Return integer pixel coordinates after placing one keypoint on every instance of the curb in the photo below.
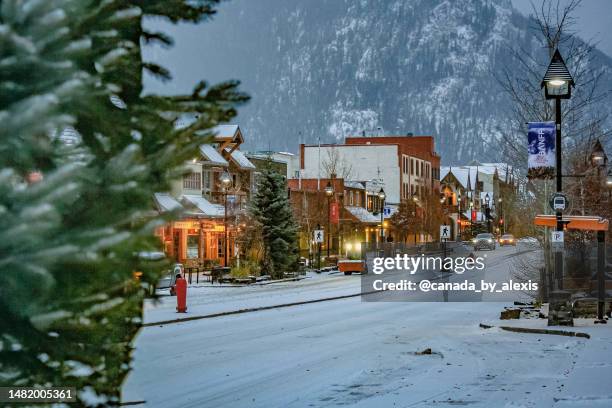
(253, 309)
(538, 331)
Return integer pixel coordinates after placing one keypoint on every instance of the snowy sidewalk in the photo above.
(206, 300)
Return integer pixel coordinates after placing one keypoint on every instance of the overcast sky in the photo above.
(594, 20)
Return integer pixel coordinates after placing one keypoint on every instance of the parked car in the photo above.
(484, 241)
(507, 239)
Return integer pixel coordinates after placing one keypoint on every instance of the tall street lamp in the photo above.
(329, 192)
(557, 84)
(488, 212)
(226, 179)
(459, 214)
(501, 215)
(415, 200)
(381, 196)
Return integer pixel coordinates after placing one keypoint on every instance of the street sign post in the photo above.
(444, 232)
(444, 236)
(557, 238)
(319, 236)
(559, 202)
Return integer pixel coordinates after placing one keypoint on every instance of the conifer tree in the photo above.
(271, 208)
(81, 153)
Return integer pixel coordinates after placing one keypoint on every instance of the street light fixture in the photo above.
(558, 83)
(382, 196)
(488, 211)
(225, 179)
(329, 192)
(598, 156)
(501, 215)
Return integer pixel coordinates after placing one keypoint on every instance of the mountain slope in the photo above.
(331, 68)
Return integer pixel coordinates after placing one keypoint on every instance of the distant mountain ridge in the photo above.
(334, 68)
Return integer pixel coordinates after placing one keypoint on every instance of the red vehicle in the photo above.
(349, 266)
(507, 239)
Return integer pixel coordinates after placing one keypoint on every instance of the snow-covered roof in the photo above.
(212, 155)
(460, 173)
(444, 171)
(362, 214)
(224, 131)
(165, 202)
(241, 160)
(354, 184)
(207, 208)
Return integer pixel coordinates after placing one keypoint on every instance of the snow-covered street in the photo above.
(363, 354)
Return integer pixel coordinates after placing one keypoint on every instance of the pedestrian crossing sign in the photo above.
(444, 232)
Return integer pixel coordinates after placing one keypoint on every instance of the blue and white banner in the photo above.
(541, 148)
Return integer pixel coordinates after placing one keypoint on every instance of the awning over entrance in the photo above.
(580, 222)
(202, 204)
(362, 215)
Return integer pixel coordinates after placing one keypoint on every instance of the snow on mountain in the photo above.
(332, 68)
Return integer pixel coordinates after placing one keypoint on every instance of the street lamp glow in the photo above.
(225, 179)
(557, 81)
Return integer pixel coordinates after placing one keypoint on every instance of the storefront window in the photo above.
(192, 246)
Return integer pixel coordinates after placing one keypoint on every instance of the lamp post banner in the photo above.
(334, 213)
(541, 148)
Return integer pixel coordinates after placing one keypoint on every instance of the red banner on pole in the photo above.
(334, 213)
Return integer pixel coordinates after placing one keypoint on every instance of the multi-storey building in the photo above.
(209, 206)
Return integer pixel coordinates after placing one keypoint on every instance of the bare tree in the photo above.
(554, 25)
(583, 117)
(336, 166)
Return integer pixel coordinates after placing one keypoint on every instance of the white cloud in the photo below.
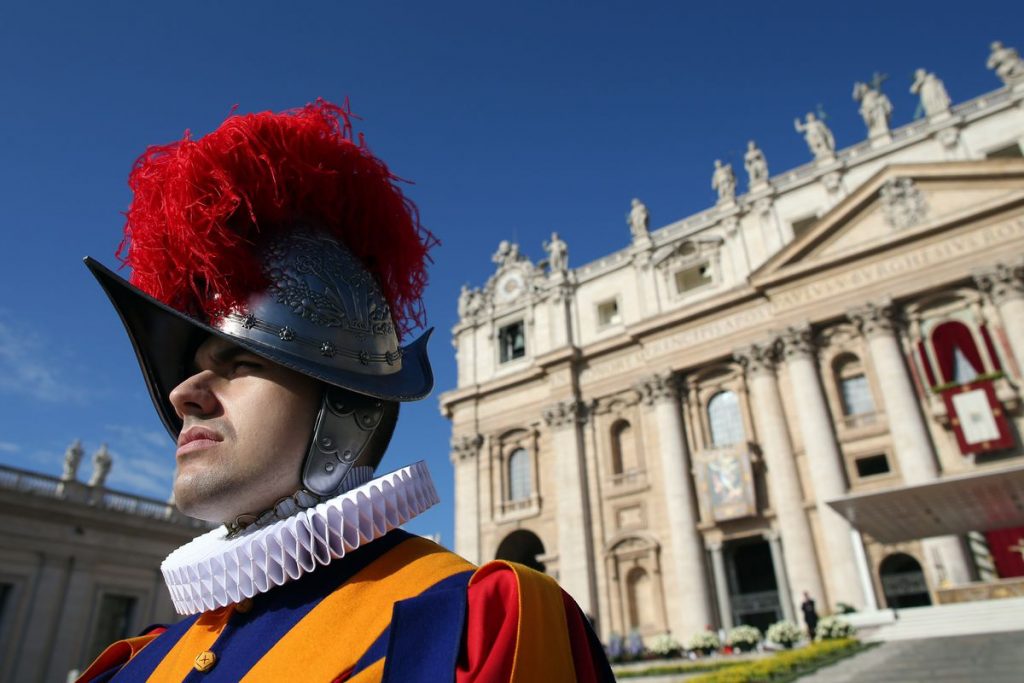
(28, 368)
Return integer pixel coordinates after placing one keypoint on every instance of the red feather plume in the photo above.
(201, 206)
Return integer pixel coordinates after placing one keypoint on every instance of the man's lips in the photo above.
(197, 438)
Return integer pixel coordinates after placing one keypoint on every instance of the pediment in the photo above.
(898, 204)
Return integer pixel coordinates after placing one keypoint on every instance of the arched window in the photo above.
(624, 456)
(855, 392)
(726, 423)
(519, 484)
(639, 598)
(956, 353)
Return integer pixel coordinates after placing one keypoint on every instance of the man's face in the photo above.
(247, 426)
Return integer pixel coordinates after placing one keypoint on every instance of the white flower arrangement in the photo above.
(784, 633)
(743, 637)
(832, 628)
(704, 640)
(666, 646)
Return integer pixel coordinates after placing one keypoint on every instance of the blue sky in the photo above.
(512, 119)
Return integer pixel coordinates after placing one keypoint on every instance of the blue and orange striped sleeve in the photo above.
(520, 626)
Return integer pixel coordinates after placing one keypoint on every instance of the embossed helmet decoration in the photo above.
(282, 235)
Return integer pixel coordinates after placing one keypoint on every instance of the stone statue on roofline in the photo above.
(934, 98)
(558, 253)
(724, 181)
(73, 456)
(639, 220)
(757, 166)
(1007, 63)
(875, 108)
(101, 462)
(817, 135)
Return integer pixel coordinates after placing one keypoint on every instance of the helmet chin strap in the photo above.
(342, 455)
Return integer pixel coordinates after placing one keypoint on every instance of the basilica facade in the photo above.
(811, 386)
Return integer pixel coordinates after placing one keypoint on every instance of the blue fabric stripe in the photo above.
(426, 633)
(145, 662)
(248, 637)
(380, 647)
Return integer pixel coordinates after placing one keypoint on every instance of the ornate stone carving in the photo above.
(756, 165)
(1006, 62)
(564, 414)
(558, 254)
(466, 445)
(1001, 282)
(101, 462)
(724, 181)
(902, 203)
(875, 318)
(663, 386)
(798, 342)
(757, 358)
(817, 135)
(639, 220)
(73, 456)
(875, 108)
(934, 98)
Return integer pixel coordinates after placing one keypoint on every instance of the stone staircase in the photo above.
(953, 620)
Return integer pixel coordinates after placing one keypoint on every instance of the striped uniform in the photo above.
(401, 608)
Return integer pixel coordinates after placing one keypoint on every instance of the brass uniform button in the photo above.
(205, 660)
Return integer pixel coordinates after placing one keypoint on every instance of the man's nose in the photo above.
(194, 395)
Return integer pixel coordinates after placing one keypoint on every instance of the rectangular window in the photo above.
(607, 313)
(115, 619)
(693, 278)
(856, 395)
(871, 466)
(512, 341)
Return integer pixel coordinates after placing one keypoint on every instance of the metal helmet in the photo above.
(306, 302)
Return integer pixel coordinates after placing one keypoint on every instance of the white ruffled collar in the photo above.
(214, 570)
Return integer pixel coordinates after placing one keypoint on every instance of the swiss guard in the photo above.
(275, 268)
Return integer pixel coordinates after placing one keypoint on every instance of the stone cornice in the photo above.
(466, 446)
(564, 414)
(757, 358)
(875, 318)
(1001, 282)
(658, 387)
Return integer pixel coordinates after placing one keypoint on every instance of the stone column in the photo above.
(576, 559)
(688, 568)
(910, 439)
(1005, 285)
(784, 491)
(785, 597)
(721, 586)
(824, 462)
(465, 460)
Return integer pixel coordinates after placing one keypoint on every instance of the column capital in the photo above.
(875, 318)
(757, 358)
(798, 342)
(658, 387)
(466, 445)
(1001, 282)
(564, 414)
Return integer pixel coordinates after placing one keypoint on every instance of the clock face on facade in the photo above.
(509, 287)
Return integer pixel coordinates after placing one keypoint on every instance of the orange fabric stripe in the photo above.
(118, 653)
(543, 650)
(198, 638)
(372, 674)
(336, 633)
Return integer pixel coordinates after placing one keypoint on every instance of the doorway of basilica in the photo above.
(753, 590)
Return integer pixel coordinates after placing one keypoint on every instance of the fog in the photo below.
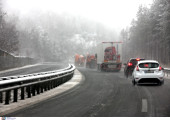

━━━━

> PROBLEMA PLANTEADO:
Selecciona todas las líneas del listado anterior que contienen la palabra "column", teniendo en cuenta las mayúsculas y minúsculas.

> SALIDA COMPLETA:
Return integer pixel coordinates after placing one keypoint on every instance of the stone column in the photo above.
Return integer pixel coordinates after placing one keypoint on every instance of the column capital in the photo above.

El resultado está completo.